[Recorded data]

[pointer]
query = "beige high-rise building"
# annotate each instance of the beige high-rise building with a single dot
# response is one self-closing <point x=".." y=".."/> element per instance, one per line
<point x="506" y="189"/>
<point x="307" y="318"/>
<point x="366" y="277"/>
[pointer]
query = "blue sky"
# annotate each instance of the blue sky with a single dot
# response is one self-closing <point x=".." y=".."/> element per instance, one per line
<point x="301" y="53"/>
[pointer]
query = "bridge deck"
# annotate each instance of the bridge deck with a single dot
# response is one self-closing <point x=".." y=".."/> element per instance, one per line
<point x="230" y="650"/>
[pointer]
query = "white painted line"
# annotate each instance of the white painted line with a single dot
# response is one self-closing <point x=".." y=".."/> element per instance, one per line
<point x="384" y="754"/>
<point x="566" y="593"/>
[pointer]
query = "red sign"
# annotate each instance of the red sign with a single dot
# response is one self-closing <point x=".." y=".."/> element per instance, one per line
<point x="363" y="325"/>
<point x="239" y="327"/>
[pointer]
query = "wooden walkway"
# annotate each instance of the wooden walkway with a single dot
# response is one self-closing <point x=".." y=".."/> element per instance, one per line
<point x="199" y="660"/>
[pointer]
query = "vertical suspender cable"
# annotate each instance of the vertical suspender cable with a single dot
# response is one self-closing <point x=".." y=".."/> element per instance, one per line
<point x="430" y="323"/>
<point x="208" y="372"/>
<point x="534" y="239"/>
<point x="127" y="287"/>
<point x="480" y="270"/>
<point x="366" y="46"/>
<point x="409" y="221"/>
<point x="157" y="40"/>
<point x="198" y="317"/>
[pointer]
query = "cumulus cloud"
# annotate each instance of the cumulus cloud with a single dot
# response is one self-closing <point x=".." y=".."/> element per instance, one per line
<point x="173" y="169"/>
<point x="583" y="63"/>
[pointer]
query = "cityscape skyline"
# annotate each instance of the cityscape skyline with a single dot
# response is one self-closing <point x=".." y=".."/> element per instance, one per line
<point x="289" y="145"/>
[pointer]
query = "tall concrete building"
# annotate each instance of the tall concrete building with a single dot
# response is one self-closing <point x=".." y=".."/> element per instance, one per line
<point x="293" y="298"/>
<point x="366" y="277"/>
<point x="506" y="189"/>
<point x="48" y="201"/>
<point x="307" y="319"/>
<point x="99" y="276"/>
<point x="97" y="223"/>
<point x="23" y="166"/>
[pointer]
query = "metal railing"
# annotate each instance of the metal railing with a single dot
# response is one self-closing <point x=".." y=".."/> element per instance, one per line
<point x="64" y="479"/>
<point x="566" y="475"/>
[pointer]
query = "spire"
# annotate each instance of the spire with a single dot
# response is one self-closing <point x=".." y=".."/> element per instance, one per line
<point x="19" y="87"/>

PROMPT — Restate each entry exactly, skipping none.

TASK RESPONSE —
[pointer]
query = "beige high-rise building"
# annotate each instance of the beige high-rise building with a single dot
# response is one self-closing <point x=".." y=".."/> element per instance, one per line
<point x="506" y="189"/>
<point x="307" y="318"/>
<point x="366" y="277"/>
[pointer]
query = "blue sky"
# annotate each instance of the blue sky with a single dot
# response is one self-closing <point x=".." y=".."/> element per instance, one per line
<point x="301" y="53"/>
[pointer]
query = "bridge deck"
# annotate each instance of the bridge deck with a single dot
# response is one self-closing <point x=".." y=".."/> element per instance, one per line
<point x="230" y="650"/>
[pointer]
query = "white painted line"
# annotate each instance of the white painted line with a single dot
# response is one self-closing <point x=".." y=".."/> element per instance, one per line
<point x="384" y="754"/>
<point x="566" y="593"/>
[pointer]
query = "red sign"
# annotate each instance of the red sign with a single dot
# response is one self-closing <point x=".." y=".."/> element per instance, one per line
<point x="363" y="325"/>
<point x="239" y="327"/>
[pointer]
query = "wooden walkway"
# annotate each instance of the wooden walkway with a single dot
# response is one self-closing <point x=".." y=".."/> element per instance, one per line
<point x="199" y="660"/>
[pointer]
query = "vertical suspender cable"
# annotate each instance of the vertical suspender cable with a single dot
# response is one self-closing <point x=".." y=".."/> element per instance, one per line
<point x="430" y="323"/>
<point x="208" y="372"/>
<point x="534" y="239"/>
<point x="127" y="287"/>
<point x="480" y="270"/>
<point x="366" y="46"/>
<point x="409" y="221"/>
<point x="157" y="40"/>
<point x="198" y="317"/>
[pointer]
query = "cumulus cloud"
# annotate each instance of the cumulus cloud with a single dot
# response is one self-closing <point x=".." y=".."/> element per instance, one per line
<point x="173" y="169"/>
<point x="583" y="63"/>
[pointer]
query = "cityscape skyline"
# annotate each instance of the cityscape skyline with a single dot
# response is one self-closing <point x=".." y=".."/> element per instance, one per line
<point x="289" y="145"/>
[pointer]
query = "tall concrete building"
# annotate each instance of the tall concrete building with a single dot
# response is one self-closing <point x=".." y=".."/> element per instance, one per line
<point x="293" y="298"/>
<point x="366" y="277"/>
<point x="506" y="189"/>
<point x="48" y="201"/>
<point x="307" y="319"/>
<point x="99" y="276"/>
<point x="97" y="223"/>
<point x="23" y="166"/>
[pointer]
query = "metal railing"
# annotate each instance of the metal railing with a single dot
# response is one self-closing <point x=".." y=".."/> element per instance, one per line
<point x="64" y="479"/>
<point x="566" y="475"/>
[pointer]
query = "spire"
# annotate each instance of the spire with a single dot
# response is one self-closing <point x=".." y=".."/> element per instance, one per line
<point x="19" y="87"/>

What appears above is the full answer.